Predicting Winners and Losers in a Post-TPP Economy

7 min

Written comments for the ITC's Economic Impact Investigation are due February 15, 2016

On Thursday, February 4, officials will meet in Auckland, New Zealand for a signing ceremony to kick off the ratification process in each country. The U.S. International Trade Commission (ITC) has already begun its economic analysis and U.S. stakeholders can weigh in until February 15, 2016.

The morning after President Obama asked Congress to approve the Trans-Pacific Partnership (TPP) in his last State of the Union address, the ITC held three days of public hearings from January 11-13 at the U.S. Trade Representative's (USTR) request on the likely economic impact of the 12-party deal.

The witnesses largely supported U.S. adoption of TPP while also noting areas for improvement, notwithstanding the USTR's firm stance that there is no opportunity to renegotiate.

The most significant changes introduced by the Agreement concern TPP member markets not yet covered by a Free Trade Agreement. The so-called "TPP-Five" are comprised of the following countries:

  • Japan;
  • Malaysia;
  • Brunei;
  • New Zealand; and
  • Vietnam.

Because the 18,000 proposed duty reductions and eliminations are product-specific, the benefits vary significantly by industry sector. A diverse stable of U.S. industry spokespersons and experts testified over the course of the ITC hearings as to specific impact on their respective sectors, weighing the persistent balance of new export opportunities against increased foreign competition for domestic producers. Some of the key considerations are provided below.

Apparel and Footwear

The American Apparel and Footwear Association highlighted new opportunities to source goods and materials from Vietnam and, to a lesser extent, Malaysia. Of the $2.4 billion paid in U.S. tariffs on imports from Vietnam in 2014, 94% was on apparel, footwear, and travel goods. As such, the apparel industry expects strong savings over the next decade, should TPP be approved. Likewise, the footwear industry predicts $6 to $7 billion in savings from U.S. import tariffs in the first decade following TPP approval.

GIVEN INFORMATION:
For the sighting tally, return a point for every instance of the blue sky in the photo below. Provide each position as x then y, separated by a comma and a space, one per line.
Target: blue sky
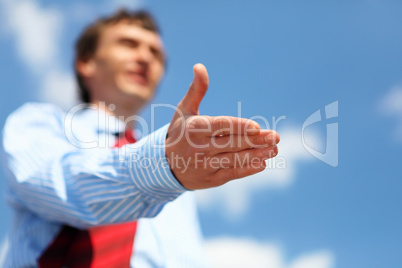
278, 58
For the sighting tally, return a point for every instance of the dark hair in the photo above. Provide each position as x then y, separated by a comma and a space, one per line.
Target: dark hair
87, 42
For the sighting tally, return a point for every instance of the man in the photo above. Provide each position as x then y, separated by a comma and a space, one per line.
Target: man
76, 197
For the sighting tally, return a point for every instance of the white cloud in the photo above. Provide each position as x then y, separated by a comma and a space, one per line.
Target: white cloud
3, 251
229, 252
36, 31
59, 88
391, 105
235, 196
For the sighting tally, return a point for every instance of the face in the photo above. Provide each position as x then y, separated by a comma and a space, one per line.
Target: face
127, 65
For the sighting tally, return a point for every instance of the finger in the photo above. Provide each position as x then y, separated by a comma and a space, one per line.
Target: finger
242, 158
235, 143
223, 125
224, 175
190, 103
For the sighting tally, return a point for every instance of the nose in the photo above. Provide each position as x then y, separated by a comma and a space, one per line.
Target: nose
144, 55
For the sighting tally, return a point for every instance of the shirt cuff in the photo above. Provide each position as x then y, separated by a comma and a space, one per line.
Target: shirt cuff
149, 168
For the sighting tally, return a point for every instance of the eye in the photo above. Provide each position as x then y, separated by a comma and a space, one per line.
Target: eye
128, 42
157, 54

WHAT TO WORK ON:
**1.** In the records, swap "sighting tally" for "spotting log" in the stretch from the line containing "of the face" through the end of the records, and give only that stretch with everything else unchanged.
**2.** Carry on the article on the Trans-Pacific Partnership's economic impact from its final sentence.

RESULTS FOR EACH TASK:
**1.**
For the spotting log, return a point for every instance of the face in the photo above. Provide each position as x then y, separated by a comma and a space, one per line.
Target: face
127, 65
For the spotting log, return a point for every instance of the finger in the photo above. Provide each position as x then y, separated by a comma and a space, one per line.
Target: finger
242, 158
235, 143
223, 125
224, 175
190, 103
For the spotting log, return a point for every instance of the nose in the photo above. Provide each position as x then y, separated by a comma and a space, one per line.
Target: nose
144, 55
For the spotting log, return a point for every instance of the shirt cuff in the photo above. Provide each position as x then y, separated by a comma and a space, one per line.
Target: shirt cuff
149, 168
For the spotting log, return a point for every instance of the eye in the photo above. Provide each position as x then y, separated by a comma and a space, one per line.
Target: eye
128, 42
157, 54

**2.**
Regarding new export opportunities, TPP may afford benefits in Japan. According to a representative from the U.S. Fashion Industry Association, Japan is the second largest retail market in the world. Currently, Japan's tariffs on apparel are protectionist at 16%, but TPP implementation would eliminate these peak duties.

The U.S. domestic industries for textiles, apparel, and footwear employ over 4 million U.S. workers and have over $290 billion in annual U.S. retail sales. It is projected that TPP's U.S. import savings could flow into U.S.-based jobs and industry, since one 2013 study has suggested that 70% of the retail value of U.S. fashion imports is the result of U.S. value-added activities.

Manufacturing

Of the U.S. goods exported to the TPP-Five under TTP, the U.S. Commerce Department calculates that over 90% will be duty-free immediately (IDF) upon implementation of TPP, including:

  • 99.9% of transportation equipment;
  • 99.9% of healthcare goods;
  • 99.6% of high-tech instruments;
  • 99.6% of information and communication technologies;
  • 98.2% of automotive;
  • 97.2% of chemicals;
  • 96.8% of machinery; and
  • 92.6% of textiles and apparel.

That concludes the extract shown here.